> _WORK REQUIRED_
Update the data in the stretch from the start through the line containing "87), (174, 89)]", replacing "shed roof" with "barn roof" and keeping everything else unchanged. Omit the pictures from your answer.
— begin RECORDS SUPPLIED —
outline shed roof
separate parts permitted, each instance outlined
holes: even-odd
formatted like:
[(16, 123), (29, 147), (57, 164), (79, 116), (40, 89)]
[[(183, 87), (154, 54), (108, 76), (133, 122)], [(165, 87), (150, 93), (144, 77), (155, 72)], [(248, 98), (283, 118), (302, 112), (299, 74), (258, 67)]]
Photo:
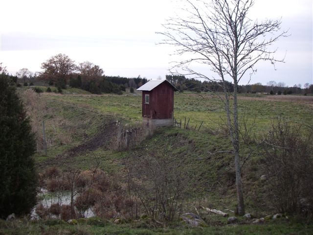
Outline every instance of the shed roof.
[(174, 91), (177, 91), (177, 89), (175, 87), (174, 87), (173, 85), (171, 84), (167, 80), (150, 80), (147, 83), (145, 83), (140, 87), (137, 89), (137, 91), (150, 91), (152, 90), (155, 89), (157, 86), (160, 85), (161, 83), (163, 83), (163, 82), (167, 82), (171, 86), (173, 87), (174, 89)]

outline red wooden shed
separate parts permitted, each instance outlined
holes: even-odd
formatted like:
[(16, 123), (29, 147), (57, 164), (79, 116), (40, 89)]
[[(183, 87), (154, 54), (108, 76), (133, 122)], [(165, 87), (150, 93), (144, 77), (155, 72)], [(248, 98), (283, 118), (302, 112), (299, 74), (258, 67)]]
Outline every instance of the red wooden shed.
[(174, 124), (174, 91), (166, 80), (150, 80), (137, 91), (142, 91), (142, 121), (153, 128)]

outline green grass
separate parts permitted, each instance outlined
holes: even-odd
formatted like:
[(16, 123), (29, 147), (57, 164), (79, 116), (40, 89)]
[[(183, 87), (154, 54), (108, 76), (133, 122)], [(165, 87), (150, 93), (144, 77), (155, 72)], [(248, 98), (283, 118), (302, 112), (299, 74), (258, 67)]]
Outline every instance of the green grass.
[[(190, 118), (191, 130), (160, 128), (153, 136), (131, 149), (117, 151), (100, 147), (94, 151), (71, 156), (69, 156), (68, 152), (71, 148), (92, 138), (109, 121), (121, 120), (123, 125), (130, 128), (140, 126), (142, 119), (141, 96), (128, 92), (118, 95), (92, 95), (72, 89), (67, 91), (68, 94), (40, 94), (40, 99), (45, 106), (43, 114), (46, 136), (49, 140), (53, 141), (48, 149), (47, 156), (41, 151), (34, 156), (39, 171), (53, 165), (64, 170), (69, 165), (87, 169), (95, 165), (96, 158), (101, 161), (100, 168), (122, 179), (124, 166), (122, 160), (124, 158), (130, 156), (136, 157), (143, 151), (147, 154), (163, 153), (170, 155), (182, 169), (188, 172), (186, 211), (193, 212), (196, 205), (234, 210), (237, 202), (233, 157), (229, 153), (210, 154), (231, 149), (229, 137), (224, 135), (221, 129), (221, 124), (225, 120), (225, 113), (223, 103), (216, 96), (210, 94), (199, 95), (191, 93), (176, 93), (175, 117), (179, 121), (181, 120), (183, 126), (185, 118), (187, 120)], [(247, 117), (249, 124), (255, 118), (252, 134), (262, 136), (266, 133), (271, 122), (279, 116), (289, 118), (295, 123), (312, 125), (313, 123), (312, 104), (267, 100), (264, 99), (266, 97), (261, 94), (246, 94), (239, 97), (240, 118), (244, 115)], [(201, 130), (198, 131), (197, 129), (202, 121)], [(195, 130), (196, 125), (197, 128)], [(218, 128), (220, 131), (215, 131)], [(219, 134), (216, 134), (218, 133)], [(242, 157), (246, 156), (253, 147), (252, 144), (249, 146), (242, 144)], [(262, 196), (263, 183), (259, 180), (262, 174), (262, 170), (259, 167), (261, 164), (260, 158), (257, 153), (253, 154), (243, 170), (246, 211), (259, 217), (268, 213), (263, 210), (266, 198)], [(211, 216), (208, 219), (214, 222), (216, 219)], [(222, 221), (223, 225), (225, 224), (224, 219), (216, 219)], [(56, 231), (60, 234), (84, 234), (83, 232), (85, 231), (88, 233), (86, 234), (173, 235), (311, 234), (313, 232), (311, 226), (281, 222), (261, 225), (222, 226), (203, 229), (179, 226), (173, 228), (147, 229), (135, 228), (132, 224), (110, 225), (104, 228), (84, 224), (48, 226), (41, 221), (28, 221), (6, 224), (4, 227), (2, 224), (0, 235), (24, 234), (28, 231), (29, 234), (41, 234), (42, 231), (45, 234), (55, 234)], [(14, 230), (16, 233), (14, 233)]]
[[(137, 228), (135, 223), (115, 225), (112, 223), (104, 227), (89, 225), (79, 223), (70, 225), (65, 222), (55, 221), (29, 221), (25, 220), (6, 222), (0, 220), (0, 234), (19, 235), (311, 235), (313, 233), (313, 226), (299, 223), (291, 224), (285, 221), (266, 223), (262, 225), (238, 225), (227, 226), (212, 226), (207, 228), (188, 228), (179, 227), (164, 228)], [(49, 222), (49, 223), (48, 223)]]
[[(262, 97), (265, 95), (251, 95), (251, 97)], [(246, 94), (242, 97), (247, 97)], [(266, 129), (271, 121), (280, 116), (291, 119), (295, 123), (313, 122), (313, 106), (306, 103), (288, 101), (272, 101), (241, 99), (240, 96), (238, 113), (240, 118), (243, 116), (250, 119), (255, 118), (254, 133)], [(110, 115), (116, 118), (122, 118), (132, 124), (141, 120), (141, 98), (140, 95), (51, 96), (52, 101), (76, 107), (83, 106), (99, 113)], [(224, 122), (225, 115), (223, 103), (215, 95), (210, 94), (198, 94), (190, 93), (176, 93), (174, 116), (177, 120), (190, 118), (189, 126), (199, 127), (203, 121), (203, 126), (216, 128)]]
— end RECORDS SUPPLIED —
> _OUTPUT OF THE TASK_
outline barn roof
separate parts permitted, each instance outlined
holes: even-odd
formatted like:
[(16, 123), (29, 147), (57, 164), (79, 116), (40, 89)]
[[(183, 87), (154, 54), (108, 76), (133, 122)], [(165, 87), (150, 93), (144, 77), (155, 72)], [(248, 98), (283, 118), (302, 112), (299, 74), (258, 67)]]
Photo:
Outline every instance of the barn roof.
[(174, 91), (177, 91), (177, 89), (175, 87), (174, 87), (173, 85), (171, 84), (167, 80), (150, 80), (147, 83), (145, 83), (140, 87), (137, 89), (137, 91), (150, 91), (152, 90), (155, 89), (157, 86), (160, 85), (161, 83), (163, 83), (163, 82), (167, 82), (171, 86), (173, 87), (174, 89)]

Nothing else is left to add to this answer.